▸ **Work to be completed**
Across all the entries below, how many lines mention the string "girl"? Respond with a single number.

▸ **Data for this task**
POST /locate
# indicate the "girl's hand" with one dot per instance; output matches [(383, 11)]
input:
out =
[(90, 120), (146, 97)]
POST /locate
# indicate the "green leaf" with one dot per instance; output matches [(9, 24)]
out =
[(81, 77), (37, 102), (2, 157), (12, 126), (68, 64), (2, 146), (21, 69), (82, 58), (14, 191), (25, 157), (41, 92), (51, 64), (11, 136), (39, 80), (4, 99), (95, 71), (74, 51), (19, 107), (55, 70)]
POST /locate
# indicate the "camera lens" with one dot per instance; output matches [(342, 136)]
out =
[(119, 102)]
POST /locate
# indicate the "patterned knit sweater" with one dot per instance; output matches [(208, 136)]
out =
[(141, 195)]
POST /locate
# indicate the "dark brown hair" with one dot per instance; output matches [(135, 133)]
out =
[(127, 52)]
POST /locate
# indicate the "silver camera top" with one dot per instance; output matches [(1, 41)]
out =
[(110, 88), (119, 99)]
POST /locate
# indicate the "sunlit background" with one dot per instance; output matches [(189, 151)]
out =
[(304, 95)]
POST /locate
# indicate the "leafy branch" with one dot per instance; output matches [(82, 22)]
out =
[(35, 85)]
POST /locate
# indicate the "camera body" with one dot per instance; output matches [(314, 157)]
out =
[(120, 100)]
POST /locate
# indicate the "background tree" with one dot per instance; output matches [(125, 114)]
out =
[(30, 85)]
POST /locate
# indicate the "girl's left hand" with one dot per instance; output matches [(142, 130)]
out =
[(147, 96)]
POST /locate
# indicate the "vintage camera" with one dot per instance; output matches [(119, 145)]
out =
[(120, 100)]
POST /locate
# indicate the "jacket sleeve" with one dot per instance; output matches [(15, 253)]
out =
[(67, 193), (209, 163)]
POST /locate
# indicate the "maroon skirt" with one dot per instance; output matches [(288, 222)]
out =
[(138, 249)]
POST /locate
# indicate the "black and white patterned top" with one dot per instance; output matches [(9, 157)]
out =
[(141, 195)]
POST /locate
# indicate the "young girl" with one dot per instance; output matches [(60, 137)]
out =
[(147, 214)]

▸ **Expected answer**
3